◆ Text:
+ + + +

How do we deal with multiple testing? We can decrease the significance threshold or, alternatively, inflate the p-values obtained in the experiments. This process is called an adjustment/correction for multiple testing. The classic correction method is the Bonferroni procedure, where all p-values are multiplied by the number of experiments. Clearly, if the probability of observing a false positive in one experiment is upper bounded by 0.05/100, then the probability that the whole family of 100 experiments contains at least one false positive is upper bounded by 0.05 (due to the union bound).

There are both philosophical and technical aspects of correcting for multiplicity in testing. The philosophical side is controversial. If we adjust p-values in sufficiently many experiments, very few results would be significant! In fact, this observation was verified in the context of TREC experiments (Tague-Sutcliffe, Jean, and James Blustein. 1995, A statistical analysis of the TREC-3 data; Benjamin Carterette, 2012, Multiple testing in statistical analysis of systems-based information retrieval experiments ). But should we really be concerned about joint statistical significance (i.e., significance after we adjust for multiple testing) of our results in the context of the results obtained by other IR researchers? If we have to implement only our own methods, rather than methods created by other people, it is probably sufficient to control the false positive rate only in our own experiments.

We focus on the technical aspects of making adjustments for multiplicity in a single series of experiments. The Bonferroni correction is considered to be overly conservative, especially when there are correlations in data. In an extreme case, if we repeat the same experiment 100 times (i.e., outcomes are perfectly correlated), the Bonferroni correction leads to multiplying each p-value by 100. It is known, however, that we are testing the same method and it is, therefore, sufficient to consider a p-value obtained in (any) single test. The closed testing procedure is a less conservative method that may take correlations into account. It requires testing all possible combinations of hypotheses. This is overly expensive, because the number of combinations is exponential in the number of tested methods. Fortunately, there are approximations to the closed testing procedure, such as the MaxT test, that can also be used.

We carried out an experimental evaluation, which aimed to answer the following questions:

  1. Is the MaxT a good approximation of the closed testing (in IR experiments)?
  2. How conservative are multiple comparisons adjustments in the context of a small-scale confirmatory IR experiment?

A description of the experimental setup, including technical details, can be found in our paper (Boytsov, L., Belova, A., Westfall, P. 2013. Deciding on an Adjustment for Multiplicity in IR Experiments. In proceedings of SIGIR 2013.). A brief overview can be found in the presentation slides. Here, we only give a quick summary of results.

First, in our experiments, the p-values obtained from the MaxT permutation test were almost identical to those obtained from the closed testing procedure. A modification of the Bonferroni adjustment (namely, the Holm-Bonferroni correction) tended to produce larger p-values, but this did not result in the Bonferroni-type correction being much more conservative. This is a puzzling discovery, because performance scores of IR systems (such as ERR@20) substantially correlate with each other (see Fig 3, the panel on the left). In that, both the MaxT permutation test and the closed testing procedure should have outperformed the correlation-agnostic Holm-Bonferroni correction. One possible explanation is that our statistical tests operate essentially on differences in performance scores (rather than scores themselves). It turns out, that there
are fewer strong correlations in performance score differences (see Fig. 3, the panel on the right).

+ + + +

◆ Record list:
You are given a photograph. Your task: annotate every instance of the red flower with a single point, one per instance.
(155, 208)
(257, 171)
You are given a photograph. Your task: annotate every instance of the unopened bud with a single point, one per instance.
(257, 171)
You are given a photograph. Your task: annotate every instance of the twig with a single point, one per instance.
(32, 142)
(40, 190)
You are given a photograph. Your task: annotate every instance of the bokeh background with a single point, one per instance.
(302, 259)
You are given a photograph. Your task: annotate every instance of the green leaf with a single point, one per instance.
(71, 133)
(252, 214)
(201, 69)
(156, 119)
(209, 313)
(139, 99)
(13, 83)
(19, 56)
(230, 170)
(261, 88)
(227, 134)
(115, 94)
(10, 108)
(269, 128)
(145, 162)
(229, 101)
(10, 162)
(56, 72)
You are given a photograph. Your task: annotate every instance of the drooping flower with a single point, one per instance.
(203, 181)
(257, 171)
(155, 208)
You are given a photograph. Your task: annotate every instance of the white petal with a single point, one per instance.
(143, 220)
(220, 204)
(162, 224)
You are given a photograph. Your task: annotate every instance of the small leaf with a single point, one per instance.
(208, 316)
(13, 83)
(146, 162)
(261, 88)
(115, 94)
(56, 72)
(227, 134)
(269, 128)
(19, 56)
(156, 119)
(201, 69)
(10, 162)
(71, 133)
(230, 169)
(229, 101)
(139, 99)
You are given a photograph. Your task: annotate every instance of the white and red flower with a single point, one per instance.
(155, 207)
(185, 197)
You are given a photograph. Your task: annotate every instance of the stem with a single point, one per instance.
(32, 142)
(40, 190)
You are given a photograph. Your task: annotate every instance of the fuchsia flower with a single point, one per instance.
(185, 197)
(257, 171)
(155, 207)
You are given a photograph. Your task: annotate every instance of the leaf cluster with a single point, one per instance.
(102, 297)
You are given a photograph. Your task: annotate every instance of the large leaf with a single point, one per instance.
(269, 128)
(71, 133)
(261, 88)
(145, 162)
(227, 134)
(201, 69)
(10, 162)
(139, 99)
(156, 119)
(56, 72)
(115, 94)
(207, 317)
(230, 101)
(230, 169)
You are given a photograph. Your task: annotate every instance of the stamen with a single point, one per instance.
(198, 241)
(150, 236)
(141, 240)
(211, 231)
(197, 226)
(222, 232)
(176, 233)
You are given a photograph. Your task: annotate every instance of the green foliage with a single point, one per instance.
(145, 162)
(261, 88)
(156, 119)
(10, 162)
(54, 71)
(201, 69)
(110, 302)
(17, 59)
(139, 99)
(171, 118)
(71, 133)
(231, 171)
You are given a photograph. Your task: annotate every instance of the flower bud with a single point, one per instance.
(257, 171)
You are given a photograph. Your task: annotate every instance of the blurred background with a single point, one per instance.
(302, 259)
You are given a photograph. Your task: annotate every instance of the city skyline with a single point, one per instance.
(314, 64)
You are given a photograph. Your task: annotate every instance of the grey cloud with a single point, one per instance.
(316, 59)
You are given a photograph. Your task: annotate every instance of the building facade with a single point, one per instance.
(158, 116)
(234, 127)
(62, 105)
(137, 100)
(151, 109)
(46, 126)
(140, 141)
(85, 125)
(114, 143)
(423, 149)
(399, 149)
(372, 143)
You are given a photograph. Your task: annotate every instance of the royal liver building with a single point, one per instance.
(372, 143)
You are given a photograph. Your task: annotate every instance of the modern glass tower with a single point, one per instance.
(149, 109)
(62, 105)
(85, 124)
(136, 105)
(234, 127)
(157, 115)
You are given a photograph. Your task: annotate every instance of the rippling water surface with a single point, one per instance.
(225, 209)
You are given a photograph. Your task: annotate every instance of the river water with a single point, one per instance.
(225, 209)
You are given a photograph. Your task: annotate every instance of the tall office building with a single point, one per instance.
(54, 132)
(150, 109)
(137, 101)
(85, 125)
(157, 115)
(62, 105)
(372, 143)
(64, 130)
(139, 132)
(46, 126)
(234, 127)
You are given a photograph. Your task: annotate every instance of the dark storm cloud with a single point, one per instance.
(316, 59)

+ + + +

◆ Written tasks:
(a) In the passage on multiple testing, substitute "talk slides" for "presentation slides" and write out the text from "1. Is the MaxT" to "summary of results.".
(b) Condense the paragraph of the passage on multiple testing that begins "We focus on the technical aspects" into a short bulleted list that keeps its main facts.

◆ Solution set:
(a)
1. Is the MaxT a good approximation of the closed testing (in IR experiments)?
  2. How conservative are multiple comparisons adjustments in the context of a small-scale confirmatory IR experiment?

A description of the experimental setup, including technical details, can be found in our paper (Boytsov, L., Belova, A., Westfall, P. 2013. Deciding on an Adjustment for Multiplicity in IR Experiments. In proceedings of SIGIR 2013.). A brief overview can be found in the talk slides. Here, we only give a quick summary of results.

(b)
- The focus is on the technical aspects of adjusting for multiplicity within a single series of experiments.
- The Bonferroni correction is considered overly conservative, especially when data are correlated. If the same experiment is repeated 100 times, each p-value is multiplied by 100, although a p-value from any single test would suffice.
- The closed testing procedure is less conservative and may take correlations into account. However, it requires testing all possible combinations of hypotheses, whose number is exponential in the number of tested methods.
- Approximations to closed testing, such as the MaxT test, can also be used.